[O QUE FAZER] Resuma em três frases o texto sobre o Samu Natal.

[TEXTO FORNECIDO]

____________________

“Lá vem o carro da Ceasa: só traz abacaxi e pepino!!!” É com essa frase que estão sendo recebidos médicos, enfermeiros e socorristas do Samu Natal nas portas dos principais pronto socorros da capital, como o Hospital Walfredo Gurgel e o Hospital Santa Catarina.
“Somos recebidos com hostilidade pelos profissionais dessas unidades, que não se conformam por levarmos os doentes aos hospitais”, explica o médico e coordenador geral do Samu Natal, André Pinto.
De acordo com o coordenador do serviço de urgência da capital, os hospitais sofrem com a falta de estrutura para receber os pacientes, que acabam superlotando os corredores. Por isso, a culpa frequentemente acaba recaindo sobre profissionais do Samu, que são acusados injustamente de contribuir para o caos.
“ A situação que já ocorria há algum tempo, se agravou depois da greve dos médicos”, explica Dr. André. Para ele, o que os próprios médicos desconhecem é que os chamados de urgência continuam acontecendo diariamente, e o Samu cumpre apenas a sua função, de socorrer, estabilizar e encaminhar os pacientes necessitados. “É preciso lembrar que não somos um atendimento hospitalar, e sim, pré-hospitalar, portanto, os doentes têm, necessariamente, que serem atendidos por uma unidade adequada”, afirma André Pinto.

____________________

[Trechos do conjunto de dados]
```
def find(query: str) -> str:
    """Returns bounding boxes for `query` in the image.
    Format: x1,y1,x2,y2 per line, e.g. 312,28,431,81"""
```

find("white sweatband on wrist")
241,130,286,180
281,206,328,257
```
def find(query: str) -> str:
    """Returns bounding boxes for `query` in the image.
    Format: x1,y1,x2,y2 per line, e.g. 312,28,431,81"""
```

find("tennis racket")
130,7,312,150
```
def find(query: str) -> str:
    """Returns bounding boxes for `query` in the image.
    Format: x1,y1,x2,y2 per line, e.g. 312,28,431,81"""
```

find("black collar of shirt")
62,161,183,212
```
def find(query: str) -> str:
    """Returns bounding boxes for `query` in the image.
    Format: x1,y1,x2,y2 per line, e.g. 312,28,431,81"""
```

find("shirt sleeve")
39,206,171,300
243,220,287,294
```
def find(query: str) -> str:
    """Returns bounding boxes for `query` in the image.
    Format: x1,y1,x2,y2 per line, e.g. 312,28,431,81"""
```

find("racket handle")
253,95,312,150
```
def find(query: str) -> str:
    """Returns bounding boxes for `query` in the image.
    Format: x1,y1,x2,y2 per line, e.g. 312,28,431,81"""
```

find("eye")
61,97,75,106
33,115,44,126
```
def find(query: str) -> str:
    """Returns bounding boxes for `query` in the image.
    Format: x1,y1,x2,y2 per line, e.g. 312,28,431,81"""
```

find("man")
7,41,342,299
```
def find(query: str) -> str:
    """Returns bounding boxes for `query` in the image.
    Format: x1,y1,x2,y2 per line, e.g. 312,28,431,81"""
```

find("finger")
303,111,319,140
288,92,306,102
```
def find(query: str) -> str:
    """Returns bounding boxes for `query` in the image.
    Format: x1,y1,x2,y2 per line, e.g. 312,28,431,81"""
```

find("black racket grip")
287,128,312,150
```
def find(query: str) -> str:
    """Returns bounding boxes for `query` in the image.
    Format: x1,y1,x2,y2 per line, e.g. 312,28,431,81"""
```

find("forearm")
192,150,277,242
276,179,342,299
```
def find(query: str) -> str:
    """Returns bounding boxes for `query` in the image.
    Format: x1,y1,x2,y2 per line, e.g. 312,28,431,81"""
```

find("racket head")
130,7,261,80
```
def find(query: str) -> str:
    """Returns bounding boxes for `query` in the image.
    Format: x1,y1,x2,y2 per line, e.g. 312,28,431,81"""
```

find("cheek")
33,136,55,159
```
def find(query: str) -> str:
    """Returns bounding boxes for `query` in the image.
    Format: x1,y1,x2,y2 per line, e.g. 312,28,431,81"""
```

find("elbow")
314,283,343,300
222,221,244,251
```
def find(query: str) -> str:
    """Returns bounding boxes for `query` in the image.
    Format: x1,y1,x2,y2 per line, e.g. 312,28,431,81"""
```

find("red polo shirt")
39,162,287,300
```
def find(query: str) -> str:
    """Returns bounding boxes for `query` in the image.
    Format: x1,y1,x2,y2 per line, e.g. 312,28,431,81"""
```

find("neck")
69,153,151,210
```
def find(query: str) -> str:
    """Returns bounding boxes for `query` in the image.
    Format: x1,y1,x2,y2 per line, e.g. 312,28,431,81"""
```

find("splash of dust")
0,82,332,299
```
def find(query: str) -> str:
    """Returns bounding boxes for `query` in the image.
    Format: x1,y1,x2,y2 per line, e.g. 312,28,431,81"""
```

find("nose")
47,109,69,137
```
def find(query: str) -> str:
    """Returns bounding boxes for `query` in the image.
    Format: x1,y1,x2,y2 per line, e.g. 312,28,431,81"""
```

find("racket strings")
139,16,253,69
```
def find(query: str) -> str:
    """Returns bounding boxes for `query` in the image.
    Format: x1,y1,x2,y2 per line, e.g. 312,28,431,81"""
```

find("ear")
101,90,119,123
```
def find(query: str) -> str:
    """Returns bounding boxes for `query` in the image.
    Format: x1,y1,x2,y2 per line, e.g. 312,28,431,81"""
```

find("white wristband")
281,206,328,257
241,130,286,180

____________________

[RESPOSTA DA TAREFA] Médicos, enfermeiros e socorristas do Samu Natal vêm sendo recebidos com hostilidade nos principais pronto-socorros da capital, como o Hospital Walfredo Gurgel e o Hospital Santa Catarina. Segundo o coordenador geral André Pinto, a falta de estrutura dos hospitais faz os pacientes superlotarem os corredores, e os profissionais do Samu acabam acusados injustamente de contribuir para o caos. Ele afirma que a situação se agravou depois da greve dos médicos e que o Samu, por ser um atendimento pré-hospitalar, apenas socorre, estabiliza e encaminha os pacientes a uma unidade adequada.